> _Article_:
▽
Son tour arrive enfin. Pendant qu'il décharge, il garde un oeil sur le camion : un autre manoeuvre pour se mettre au 46. Luis se dépêche de finir pour cèder à son tour le seul et unique tire-pal au chauffeur. Ce dernier n'est pas enchanté non plus de cette organisation et un soupir de compassion simultanée accompagne l'échange.
Luis remonte dans sa cabine en tachant de le pas toucher celle d'à coté avec sa portière, puis il avance doucement en lisant "SNARTOSA" dans son rétro, il échoue enfin sur le parking d'accueil pour y passer sa nuit.

3 heures plus tard Luis se fera virer comme un mal-propre car il est interdit de couper ici.

made in Bourg en Bresse

Samedi 20

Dimanche 21

Nous sommes dimanche, il est 17h, c'est parti pour une nouvelle semaine.
Mon camion étant passé à la vidange samedi, les clés sont restées au bureau... et les clés du bureau sont avec celles du camion. J'ai de la chance, il y a Florent qui s'apprétait tout juste à partir, sans lui je serais resté planté au milieu de la cour.
Mon dieu quelle horreur : l'autoradio est calé sur Fun-Radio ce qui provoque chez moi un fort réflexe répulsif consistant à appuyer sur n'importe quel bouton pour anéantir Rihana. Le siège est dérèglé; je suis maniaque au point de mettre plusieurs jours avant de retrouver une position qui me satisfasse...
△
> _Données fournies_:
▽
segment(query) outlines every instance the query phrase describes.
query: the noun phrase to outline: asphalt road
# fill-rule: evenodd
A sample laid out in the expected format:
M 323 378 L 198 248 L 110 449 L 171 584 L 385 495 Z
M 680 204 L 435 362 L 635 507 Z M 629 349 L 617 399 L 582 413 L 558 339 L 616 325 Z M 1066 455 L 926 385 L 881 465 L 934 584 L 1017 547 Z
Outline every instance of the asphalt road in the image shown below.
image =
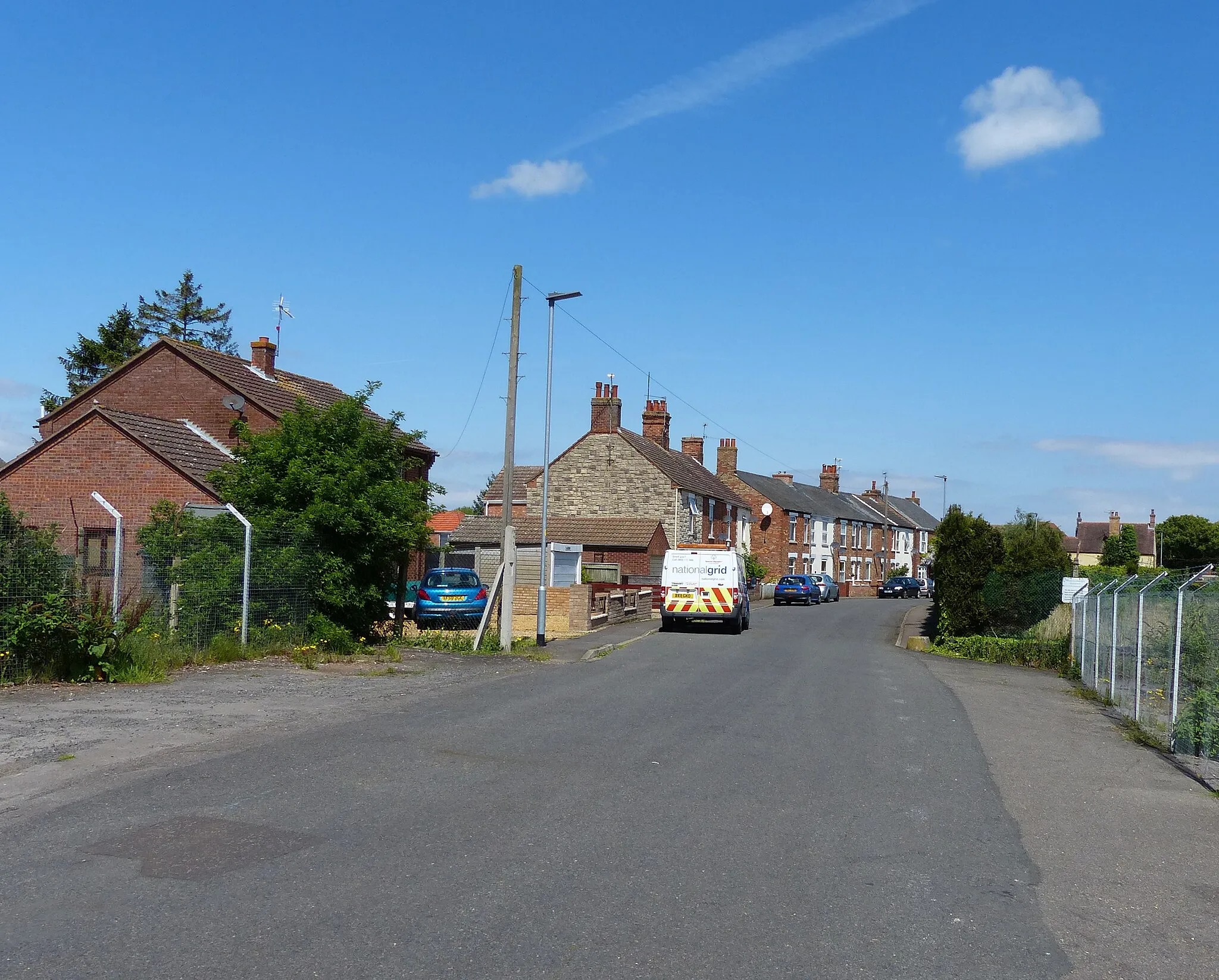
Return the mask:
M 0 836 L 5 978 L 1070 964 L 907 602 L 756 609 L 99 787 Z

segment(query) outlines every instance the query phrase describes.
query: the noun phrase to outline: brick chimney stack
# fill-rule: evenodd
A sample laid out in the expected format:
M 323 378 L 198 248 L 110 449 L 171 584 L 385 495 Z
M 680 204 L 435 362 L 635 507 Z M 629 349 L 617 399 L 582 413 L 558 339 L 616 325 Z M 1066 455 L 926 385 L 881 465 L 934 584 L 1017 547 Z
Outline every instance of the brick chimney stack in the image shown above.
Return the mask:
M 839 472 L 837 463 L 834 464 L 822 464 L 822 490 L 829 490 L 831 494 L 837 492 L 839 486 Z
M 716 450 L 716 473 L 720 477 L 728 473 L 736 473 L 736 440 L 720 439 L 719 449 Z
M 275 345 L 265 336 L 250 343 L 250 363 L 268 378 L 275 377 Z
M 669 407 L 664 399 L 649 399 L 644 406 L 644 439 L 669 447 Z
M 616 433 L 622 428 L 622 400 L 618 385 L 597 382 L 597 394 L 592 397 L 592 424 L 590 433 Z
M 694 456 L 702 464 L 702 436 L 701 435 L 683 435 L 681 436 L 681 452 L 686 456 Z

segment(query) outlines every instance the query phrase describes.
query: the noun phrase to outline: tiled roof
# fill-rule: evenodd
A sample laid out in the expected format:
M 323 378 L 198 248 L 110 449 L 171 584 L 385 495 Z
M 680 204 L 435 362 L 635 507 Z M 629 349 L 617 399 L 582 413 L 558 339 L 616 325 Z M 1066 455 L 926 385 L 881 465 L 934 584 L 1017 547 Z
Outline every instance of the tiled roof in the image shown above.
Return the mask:
M 514 466 L 512 467 L 512 497 L 513 503 L 523 503 L 525 499 L 525 484 L 535 477 L 541 475 L 540 466 Z M 503 503 L 503 470 L 495 474 L 491 485 L 486 488 L 483 499 L 489 503 Z
M 651 439 L 645 439 L 639 433 L 633 433 L 630 429 L 618 429 L 618 435 L 625 439 L 640 456 L 659 469 L 679 489 L 692 490 L 700 496 L 723 500 L 734 507 L 748 508 L 748 503 L 741 500 L 723 480 L 692 456 L 678 452 L 677 450 L 667 450 Z
M 46 446 L 76 431 L 88 419 L 101 417 L 124 433 L 133 441 L 144 446 L 154 456 L 158 456 L 171 466 L 185 473 L 201 485 L 207 485 L 207 477 L 232 460 L 232 455 L 216 442 L 205 439 L 190 428 L 185 419 L 154 418 L 135 412 L 119 412 L 116 408 L 94 406 L 71 425 L 60 429 L 51 436 L 35 442 L 28 450 L 7 463 L 0 463 L 0 473 L 13 470 L 27 460 L 37 456 Z
M 468 516 L 464 511 L 441 511 L 428 519 L 428 528 L 436 534 L 445 534 L 455 530 L 461 524 L 462 518 Z
M 291 411 L 296 406 L 297 399 L 302 399 L 306 405 L 312 405 L 315 408 L 329 408 L 336 401 L 347 397 L 345 391 L 328 382 L 319 382 L 317 378 L 306 378 L 304 374 L 294 374 L 279 367 L 275 368 L 274 380 L 271 380 L 260 372 L 252 371 L 250 362 L 236 355 L 221 353 L 219 351 L 201 347 L 197 344 L 187 344 L 182 340 L 171 340 L 165 336 L 150 344 L 130 361 L 98 382 L 98 384 L 104 385 L 108 378 L 116 377 L 119 372 L 127 369 L 129 364 L 150 356 L 151 351 L 161 347 L 169 347 L 201 369 L 219 378 L 221 382 L 240 394 L 246 401 L 251 401 L 265 408 L 274 418 L 279 418 L 284 412 Z M 77 405 L 82 399 L 93 397 L 95 390 L 96 385 L 87 388 L 84 391 L 63 402 L 51 414 L 62 412 L 68 406 Z M 371 418 L 380 422 L 385 421 L 369 408 L 364 411 Z M 434 450 L 418 440 L 413 440 L 411 446 L 421 453 L 435 456 Z
M 940 519 L 933 517 L 922 506 L 909 497 L 890 497 L 889 506 L 901 511 L 909 519 L 917 530 L 935 530 L 940 527 Z
M 901 511 L 901 508 L 897 507 L 897 501 L 901 500 L 900 497 L 890 497 L 889 499 L 889 513 L 886 514 L 885 513 L 885 501 L 884 501 L 884 497 L 879 497 L 879 499 L 878 497 L 868 497 L 868 496 L 864 496 L 863 494 L 844 494 L 842 496 L 850 497 L 853 503 L 856 503 L 862 510 L 867 511 L 868 519 L 872 520 L 873 523 L 875 523 L 876 520 L 879 520 L 883 524 L 884 523 L 889 523 L 889 524 L 894 524 L 894 525 L 896 525 L 898 528 L 909 528 L 911 530 L 915 529 L 915 524 L 914 524 L 913 518 L 911 518 L 908 514 L 903 513 Z M 907 502 L 912 502 L 912 501 L 907 501 Z M 886 518 L 887 518 L 887 522 L 886 522 Z
M 814 517 L 841 517 L 847 520 L 869 520 L 870 517 L 845 497 L 812 486 L 807 483 L 787 483 L 761 473 L 736 472 L 737 478 L 757 490 L 784 511 L 813 514 Z M 755 514 L 759 517 L 759 514 Z
M 541 544 L 540 517 L 523 517 L 512 523 L 517 529 L 518 545 Z M 549 517 L 546 540 L 608 549 L 646 549 L 657 528 L 664 529 L 659 520 L 646 517 Z M 502 530 L 503 522 L 499 517 L 467 517 L 449 535 L 449 544 L 499 545 Z
M 233 457 L 193 431 L 185 422 L 154 418 L 115 408 L 96 408 L 137 442 L 176 466 L 188 477 L 207 483 L 207 477 Z
M 1139 553 L 1153 555 L 1156 549 L 1156 531 L 1151 524 L 1131 524 L 1121 522 L 1123 528 L 1134 528 L 1139 535 Z M 1108 520 L 1080 520 L 1075 525 L 1075 536 L 1079 539 L 1079 551 L 1084 555 L 1100 555 L 1104 551 L 1104 539 L 1109 536 Z
M 261 405 L 275 418 L 284 412 L 290 412 L 296 407 L 296 400 L 301 399 L 306 405 L 315 408 L 329 408 L 336 401 L 347 397 L 347 392 L 341 388 L 335 388 L 329 382 L 321 382 L 317 378 L 308 378 L 304 374 L 294 374 L 275 367 L 274 380 L 268 379 L 261 372 L 251 371 L 250 362 L 233 353 L 221 353 L 219 351 L 201 347 L 197 344 L 185 344 L 180 340 L 162 338 L 161 343 L 172 345 L 174 350 L 194 361 L 200 367 L 222 378 L 234 390 L 240 391 L 250 401 Z M 380 422 L 384 419 L 371 408 L 364 410 L 368 416 Z M 434 451 L 418 440 L 411 444 L 414 449 L 434 455 Z

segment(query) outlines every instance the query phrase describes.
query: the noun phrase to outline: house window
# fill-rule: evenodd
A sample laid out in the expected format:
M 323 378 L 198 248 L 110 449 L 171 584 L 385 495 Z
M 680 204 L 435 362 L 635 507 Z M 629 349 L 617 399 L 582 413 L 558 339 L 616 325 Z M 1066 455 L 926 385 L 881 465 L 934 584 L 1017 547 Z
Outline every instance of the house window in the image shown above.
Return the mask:
M 93 575 L 110 575 L 115 570 L 115 529 L 85 528 L 82 547 L 84 570 Z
△
> _Consignes_:
A: Pour chacune des affirmations suivantes, indiquez par oui ou par non si elle concorde avec l'article, en citant à l'identique les mots qui tranchent : (i) Luis passe sa nuit sur le parking d'accueil sans être dérangé ; (ii) il n'y a qu'un seul tire-pal pour décharger ; (iii) sans Florent, le narrateur serait resté bloqué dans la cour.
B: Recopiez uniquement les lignes des données fournies, depuis leur début jusqu'à la ligne contenant « M 694 456 L », incluse, en multipliant par 2,25 chaque coordonnée des contours donnés en réponse. Arrondissez à l'entier, les demis vers le haut, sans modifier les consignes ni les exemples de format, et omettez les images.

> _Corrigés_:
A:
(i) Non : « 3 heures plus tard Luis se fera virer comme un mal-propre car il est interdit de couper ici »
(ii) Oui : « le seul et unique tire-pal »
(iii) Oui : « sans lui je serais resté planté au milieu de la cour »

B:
segment(query) outlines every instance the query phrase describes.
query: the noun phrase to outline: asphalt road
# fill-rule: evenodd
A sample laid out in the expected format:
M 323 378 L 198 248 L 110 449 L 171 584 L 385 495 Z
M 680 204 L 435 362 L 635 507 Z M 629 349 L 617 399 L 582 413 L 558 339 L 616 325 Z M 1066 455 L 926 385 L 881 465 L 934 584 L 1017 547 Z
Outline every instance of the asphalt road in the image shown below.
image =
Return the mask:
M 0 1881 L 11 2201 L 2408 2169 L 2041 1355 L 1701 1370 L 223 1771 Z

segment(query) outlines every instance the query phrase describes.
query: the noun phrase to outline: brick chimney stack
# fill-rule: evenodd
A sample laid out in the expected format:
M 323 378 L 198 248 L 110 449 L 171 584 L 385 495 Z
M 680 204 L 435 362 L 635 507 Z M 629 349 L 617 399 L 582 413 L 558 339 L 616 325 Z M 1066 455 L 926 385 L 881 465 L 934 584 L 1017 547 Z
Outline every instance of the brick chimney stack in the image shown above.
Return the mask:
M 1888 1062 L 1883 1042 L 1877 1044 L 1850 1044 L 1850 1103 L 1865 1103 L 1870 1112 L 1883 1107 L 1888 1094 Z
M 1611 1013 L 1611 1064 L 1620 1073 L 1638 1064 L 1656 1064 L 1656 990 L 1620 988 L 1618 1010 Z
M 619 776 L 596 756 L 563 772 L 563 817 L 603 851 L 619 848 Z
M 1505 916 L 1494 898 L 1460 898 L 1449 914 L 1449 988 L 1505 1006 Z
M 1386 974 L 1400 963 L 1400 900 L 1391 866 L 1343 860 L 1343 887 L 1332 893 L 1332 954 L 1328 974 Z
M 1562 1026 L 1580 1044 L 1580 981 L 1577 979 L 1537 979 L 1532 981 L 1532 1017 L 1544 1026 Z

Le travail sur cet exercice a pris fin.